* Exercise instructions *
Please reproduce everything in the Messi article from "Indeed, Barcelona’s domination" down to "to devastating effect.", swapping "pitch" for "field".

* Document segment *
** start **

Tuesday, April 23, 2024
Perfil

SPORTS | 10-03-2018 11:32

Magical Messi, a talent both abstract and unique

Judged by cold numbers, Argentina’s captain has already assured his place in history.

Six hundred goals and counting.

Lionel Messi passed that almost unprecedented landmark last Sunday in typically magical style, swinging a free-kick past the grasping gloves of Atlético Madrid’s Jan Oblak to take Barcelona to the brink of the Spanish La Liga title. It was yet another unforgettable moment in the career of a player who has constantly pushed back the boundaries of the impossible and redefined what it means to star in professional football.

Judged by cold numbers, Argentina’s captain has already assured his place in history. Messi’s 600 goals have come in 747 games, a rate not far off a mythical goal a game. Along the way he has picked up eight La Liga titles, four Champions Leagues and a record five Ballon d’Or crowns.

Indeed, Barcelona’s domination of the sport in Europe over the last decade is almost unimaginable without the image of the club’s diminutive genius, wandering across the pitch clad in the number 10 shirt once made famous by Diego Maradona and bursting into action to devastating effect.

** end **

* Material provided *
** start **

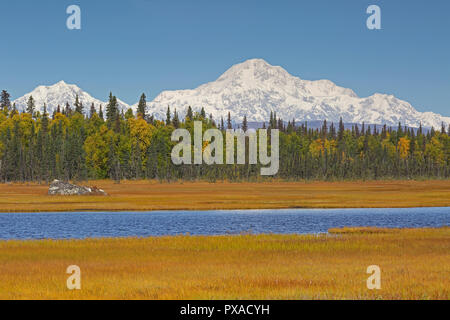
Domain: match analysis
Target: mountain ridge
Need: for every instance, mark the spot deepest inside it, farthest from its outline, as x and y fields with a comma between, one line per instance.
x=255, y=88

** end **

* Written response *
Indeed, Barcelona’s domination of the sport in Europe over the last decade is almost unimaginable without the image of the club’s diminutive genius, wandering across the field clad in the number 10 shirt once made famous by Diego Maradona and bursting into action to devastating effect.